GIVEN RECORDS -
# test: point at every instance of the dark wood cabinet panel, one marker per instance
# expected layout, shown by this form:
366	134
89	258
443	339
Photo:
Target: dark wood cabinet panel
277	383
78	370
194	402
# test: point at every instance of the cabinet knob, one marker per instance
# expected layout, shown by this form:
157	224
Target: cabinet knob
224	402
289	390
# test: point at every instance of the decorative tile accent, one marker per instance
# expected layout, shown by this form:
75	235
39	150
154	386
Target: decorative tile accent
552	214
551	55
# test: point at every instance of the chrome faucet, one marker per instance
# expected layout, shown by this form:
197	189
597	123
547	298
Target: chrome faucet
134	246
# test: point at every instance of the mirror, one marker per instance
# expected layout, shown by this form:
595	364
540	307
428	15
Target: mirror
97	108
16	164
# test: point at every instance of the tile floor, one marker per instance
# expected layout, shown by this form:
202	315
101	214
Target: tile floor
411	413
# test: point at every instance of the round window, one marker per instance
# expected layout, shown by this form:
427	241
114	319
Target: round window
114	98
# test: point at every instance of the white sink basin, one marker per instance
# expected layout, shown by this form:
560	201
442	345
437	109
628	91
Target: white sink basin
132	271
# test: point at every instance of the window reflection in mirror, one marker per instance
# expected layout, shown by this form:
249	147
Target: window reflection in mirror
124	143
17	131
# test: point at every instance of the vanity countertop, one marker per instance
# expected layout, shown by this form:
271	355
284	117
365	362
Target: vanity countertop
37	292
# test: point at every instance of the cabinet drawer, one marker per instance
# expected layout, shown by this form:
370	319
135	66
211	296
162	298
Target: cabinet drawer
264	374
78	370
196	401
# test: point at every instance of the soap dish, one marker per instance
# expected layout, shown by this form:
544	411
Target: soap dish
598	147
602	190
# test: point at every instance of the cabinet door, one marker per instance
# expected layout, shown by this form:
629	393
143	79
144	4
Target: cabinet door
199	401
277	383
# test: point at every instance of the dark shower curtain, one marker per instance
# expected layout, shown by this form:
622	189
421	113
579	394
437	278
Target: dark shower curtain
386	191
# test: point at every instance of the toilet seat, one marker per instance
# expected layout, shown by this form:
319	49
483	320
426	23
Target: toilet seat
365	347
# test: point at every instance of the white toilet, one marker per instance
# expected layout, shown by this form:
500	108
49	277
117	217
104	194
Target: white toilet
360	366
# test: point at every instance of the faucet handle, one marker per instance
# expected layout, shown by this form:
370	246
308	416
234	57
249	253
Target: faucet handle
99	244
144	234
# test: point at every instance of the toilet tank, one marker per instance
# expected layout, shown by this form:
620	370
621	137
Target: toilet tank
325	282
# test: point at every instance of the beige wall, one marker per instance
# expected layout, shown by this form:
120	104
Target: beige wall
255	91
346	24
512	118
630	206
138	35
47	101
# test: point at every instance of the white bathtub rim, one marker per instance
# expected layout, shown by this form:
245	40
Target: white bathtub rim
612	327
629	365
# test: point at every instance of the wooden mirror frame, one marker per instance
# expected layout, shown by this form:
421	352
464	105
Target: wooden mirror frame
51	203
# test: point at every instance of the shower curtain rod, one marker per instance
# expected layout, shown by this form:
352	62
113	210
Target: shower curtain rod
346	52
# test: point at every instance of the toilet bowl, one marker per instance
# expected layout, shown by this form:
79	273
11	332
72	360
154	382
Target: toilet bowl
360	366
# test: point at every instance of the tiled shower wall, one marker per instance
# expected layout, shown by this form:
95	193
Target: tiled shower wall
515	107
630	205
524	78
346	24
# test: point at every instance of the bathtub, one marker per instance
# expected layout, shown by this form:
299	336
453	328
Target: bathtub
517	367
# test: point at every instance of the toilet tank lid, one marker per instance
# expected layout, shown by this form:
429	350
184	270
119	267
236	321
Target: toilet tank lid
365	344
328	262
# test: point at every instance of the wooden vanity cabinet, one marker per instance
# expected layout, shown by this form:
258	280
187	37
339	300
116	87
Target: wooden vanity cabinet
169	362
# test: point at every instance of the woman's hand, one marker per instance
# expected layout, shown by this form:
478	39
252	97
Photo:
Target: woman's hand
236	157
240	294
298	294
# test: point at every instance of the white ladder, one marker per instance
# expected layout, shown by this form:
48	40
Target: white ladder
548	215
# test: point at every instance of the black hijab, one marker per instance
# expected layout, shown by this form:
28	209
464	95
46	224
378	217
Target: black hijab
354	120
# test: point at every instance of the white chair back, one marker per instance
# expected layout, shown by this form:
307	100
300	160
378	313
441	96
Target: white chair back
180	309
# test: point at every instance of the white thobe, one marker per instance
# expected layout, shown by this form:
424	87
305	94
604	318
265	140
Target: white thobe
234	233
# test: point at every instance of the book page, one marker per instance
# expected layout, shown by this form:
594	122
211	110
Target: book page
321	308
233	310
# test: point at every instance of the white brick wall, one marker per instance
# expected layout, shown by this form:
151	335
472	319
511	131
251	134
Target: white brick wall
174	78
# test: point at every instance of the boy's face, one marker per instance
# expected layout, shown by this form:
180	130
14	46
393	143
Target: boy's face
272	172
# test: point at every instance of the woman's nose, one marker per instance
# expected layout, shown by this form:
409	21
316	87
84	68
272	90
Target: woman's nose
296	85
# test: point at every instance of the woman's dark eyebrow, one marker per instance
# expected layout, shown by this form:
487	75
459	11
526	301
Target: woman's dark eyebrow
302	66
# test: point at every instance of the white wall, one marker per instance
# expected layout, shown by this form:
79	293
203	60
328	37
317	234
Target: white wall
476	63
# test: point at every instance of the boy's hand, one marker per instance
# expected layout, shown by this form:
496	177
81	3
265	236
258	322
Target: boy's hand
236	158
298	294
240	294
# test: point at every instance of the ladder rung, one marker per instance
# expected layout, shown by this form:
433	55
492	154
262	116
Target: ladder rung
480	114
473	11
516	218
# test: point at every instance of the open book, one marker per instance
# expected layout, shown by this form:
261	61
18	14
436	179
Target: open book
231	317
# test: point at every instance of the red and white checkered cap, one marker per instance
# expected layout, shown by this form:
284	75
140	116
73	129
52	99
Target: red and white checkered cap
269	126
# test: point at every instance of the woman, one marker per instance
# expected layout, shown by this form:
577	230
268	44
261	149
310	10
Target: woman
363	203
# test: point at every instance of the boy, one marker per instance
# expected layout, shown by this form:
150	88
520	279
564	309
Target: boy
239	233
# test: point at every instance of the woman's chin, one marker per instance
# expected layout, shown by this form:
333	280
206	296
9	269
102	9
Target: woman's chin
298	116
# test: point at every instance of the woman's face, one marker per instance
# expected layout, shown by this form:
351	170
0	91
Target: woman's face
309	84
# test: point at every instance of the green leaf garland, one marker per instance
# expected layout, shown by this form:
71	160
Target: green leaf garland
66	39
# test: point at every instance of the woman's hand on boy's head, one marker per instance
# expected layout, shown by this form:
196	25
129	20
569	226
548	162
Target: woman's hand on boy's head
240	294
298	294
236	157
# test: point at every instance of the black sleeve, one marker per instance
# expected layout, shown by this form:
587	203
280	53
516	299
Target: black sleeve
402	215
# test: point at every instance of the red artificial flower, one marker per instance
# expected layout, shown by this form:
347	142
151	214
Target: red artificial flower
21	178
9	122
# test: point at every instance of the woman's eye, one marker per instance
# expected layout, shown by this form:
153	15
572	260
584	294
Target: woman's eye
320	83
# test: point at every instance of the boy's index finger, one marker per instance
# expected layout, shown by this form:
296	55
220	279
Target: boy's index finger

GOAL -
Repeat the listing exactly, from its first line to its last.

WORKED ANSWER -
# test: point at every instance of the dark wood cabinet panel, one marker per instance
# expected layout, shown by this form:
366	134
89	258
443	339
Photo:
Target: dark wood cabinet panel
277	383
78	370
194	402
# test: point at every instance of the cabinet knob, one marker per instance
# expected layout, shown by this form:
157	224
Target: cabinet knob
224	402
289	390
# test: point at every instance of the decorative tile accent, one marker per instance
# expected layout, shown by this form:
75	235
39	150
154	386
Target: decorative tile accent
552	214
551	55
# test: point at every instance of the chrome faucet, one marker per instance
# expected layout, shown by this form:
197	189
597	123
547	298
Target: chrome faucet
134	246
# test: point at every instance of the mirror, one marker per instance
# expected layout, shown by this form:
595	364
540	307
428	15
Target: mirror
97	108
16	164
# test: point at every instance of the tile floor, one marker per instance
# expected layout, shown by this form:
202	315
101	214
Target: tile floor
411	413
# test: point at every instance of the round window, one marker per instance
# expected layout, shown by this form:
427	241
114	319
Target: round window
114	98
# test: point at every instance of the white sink basin, one marker per instance
# expected layout, shown by this form:
560	201
442	345
437	109
628	91
Target: white sink basin
132	271
# test: point at every instance of the window reflection in mirror, one marker per instance
# expected layout, shown by this form:
249	147
Target: window reflection in mirror
124	143
17	131
# test: point at every instance of the vanity countertop, one marker per instance
# expected layout, shown by this form:
271	355
284	117
365	362
Target: vanity countertop
37	292
# test: point at every instance of the cabinet drawer, one marker per instance
# expected layout, shown by this form:
370	319
135	66
211	296
162	298
Target: cabinet drawer
264	374
78	370
196	401
# test: point at every instance of the soap dish, one marker per instance
# expected layout, shown by this form:
544	411
Target: soap dish
598	147
602	190
# test: point at every instance of the cabinet door, one marker per instance
# expected layout, shown by this form:
629	393
143	79
144	4
Target: cabinet door
199	401
277	383
# test: point at every instance of the dark shower curtain, one marker per instance
# expected layout, shown by this form:
622	189
421	113
579	394
437	278
Target: dark shower curtain
386	191
# test: point at every instance of the toilet seat, one marker per instance
# expected layout, shown by this form:
319	49
483	320
426	23
Target: toilet seat
365	347
# test: point at every instance of the white toilet, one marker per instance
# expected layout, shown by this form:
500	108
49	277
117	217
104	194
Target: white toilet
360	366
# test: point at every instance of the faucet handle, one marker per instance
# expected layout, shown by this form:
370	246
308	416
234	57
249	253
Target: faucet handle
99	244
144	234
# test: point at every instance of the toilet tank, one marker per instance
# expected layout, shown by this form:
620	370
621	137
Target: toilet tank
325	282
# test: point at every instance of the beige wall, one marker per instance
# expected layout, shown by this form:
120	104
Target: beige wall
255	91
346	24
512	118
630	206
138	35
47	101
# test: point at every instance of the white bathtub rim, one marker per instance
# expected layout, shown by this form:
245	40
Target: white bathtub rim
612	327
629	365
# test: point at every instance of the wooden mirror frame, one marker per instance
# expected layout, shown by this form:
421	352
464	105
Target: wooden mirror frame
51	203
# test: point at every instance of the shower curtain rod, one marker per instance
# expected layout, shown by this form:
352	62
113	210
Target: shower curtain rod
346	52
# test: point at every instance of the toilet bowl, one marker per instance
# expected layout, shown by this form:
79	273
11	332
72	360
154	382
Target: toilet bowl
360	366
# test: point at every instance of the tiled shower wall, one marker per instance
# expected layout, shown by this form:
95	193
Target: tiled shower wall
515	107
630	205
524	78
346	24
# test: point at every instance of the bathtub, one marker per instance
# expected layout, shown by this form:
299	336
453	328
Target: bathtub
517	367
# test: point at every instance of the toilet tank lid, one marker per instance
# expected layout, shown by this form:
429	350
184	270
119	267
236	321
Target: toilet tank lid
365	344
328	262
# test: point at every instance of the wooden vanity cabinet, one marker per instance
# expected layout, shown by this form:
258	280
187	37
339	300
116	87
Target: wooden vanity cabinet
169	362
# test: point at every instance of the woman's hand, one marker per instance
# expected layout, shown by this form:
478	39
252	97
Photo:
Target: woman's hand
236	157
240	294
298	294
# test: point at every instance of the white ladder, one marker per instance
# expected layout, shown by this form:
48	40
Target: white ladder
548	215
# test: point at every instance of the black hijab, one marker per instance
# expected layout, shown by this form:
28	209
464	95
46	224
378	217
Target: black hijab
354	120
# test: point at every instance of the white chair back, one marker per instance
# expected layout, shown by this form:
307	100
300	160
378	313
441	96
Target: white chair back
180	309
# test: point at every instance of the white thobe, one marker per instance
# expected layout, shown by this form:
424	87
305	94
604	318
265	140
Target: white thobe
234	233
# test: point at every instance of the book page, one marker per instance
# expected layout, shown by this form:
594	122
211	110
Target: book page
321	308
233	310
# test: point at every instance of the white brick wall, one marker per instance
# expected layout, shown by this form:
151	335
472	319
511	131
251	134
Target: white brick wall
174	78
# test: point at every instance of the boy's face, one marker per instance
# expected layout, shown by this form:
180	130
14	46
393	143
Target: boy's face
272	172
# test: point at every instance of the woman's nose, one marker per instance
# expected layout, shown by this form:
409	21
316	87
84	68
272	90
Target: woman's nose
296	85
# test: point at every instance of the woman's dark eyebrow, one marker per instance
# expected layout, shown by this form:
487	75
459	11
526	301
Target: woman's dark eyebrow
302	66
# test: point at every instance of the white wall, one marker per instance
# expected layout, shown by this form:
79	293
203	60
328	37
317	234
Target: white wall
476	63
# test: point at every instance of the boy's hand, one marker per instance
# expected layout, shown by this form:
496	177
81	3
265	236
258	322
Target: boy's hand
236	158
298	294
240	294
# test: point at every instance of the ladder rung, one marker per instance
# expected layout, shown by this form:
433	55
492	154
262	116
Target: ladder rung
480	114
473	11
516	218
# test: point at every instance of the open book, one marker per instance
# expected layout, shown by this form:
261	61
18	14
436	179
Target: open book
231	317
# test: point at every instance of the red and white checkered cap, one marker per instance
# expected layout, shown by this form:
284	75
140	116
73	129
52	99
Target: red and white checkered cap
269	126
# test: point at every instance of the woman, one marker per instance
# expected layout, shown by this form:
577	230
268	44
261	149
310	10
Target: woman
363	203
# test: point at every instance of the boy, one marker per instance
# expected layout, shown by this form:
150	88
520	279
564	309
Target: boy
239	233
# test: point at every instance of the woman's chin, one marker per instance
# expected layout, shown by this form:
333	280
206	296
9	269
102	9
Target: woman's chin
298	116
# test: point at every instance of the woman's face, one marker per instance
# expected layout, shown by this form:
351	170
0	91
Target: woman's face
309	84
# test: point at every instance of the green leaf garland, one marker per instance
# expected layout, shown by this form:
71	160
Target: green leaf garland
66	39
# test: point at every instance of the woman's hand on boy's head, one marker per instance
# expected layout, shown by this form:
196	25
129	20
569	226
548	162
Target: woman's hand on boy's head
240	294
298	294
236	157
# test: point at every instance of the black sleeve, one marker per instance
# expected layout, shown by this form:
587	203
280	53
516	299
Target: black sleeve
402	215
# test: point at every instance of the red artificial flower, one marker per instance
# expected layout, shown by this form:
347	142
151	214
Target: red artificial flower
21	178
9	122
# test: point at every instance of the woman's eye, one marker per instance
# expected layout, shown by this form:
153	15
572	260
584	294
Target: woman's eye
320	83
# test: point at every instance of the boy's index finger, one marker per instance
# expected layout, shown by this form:
296	55
220	279
Target: boy's index finger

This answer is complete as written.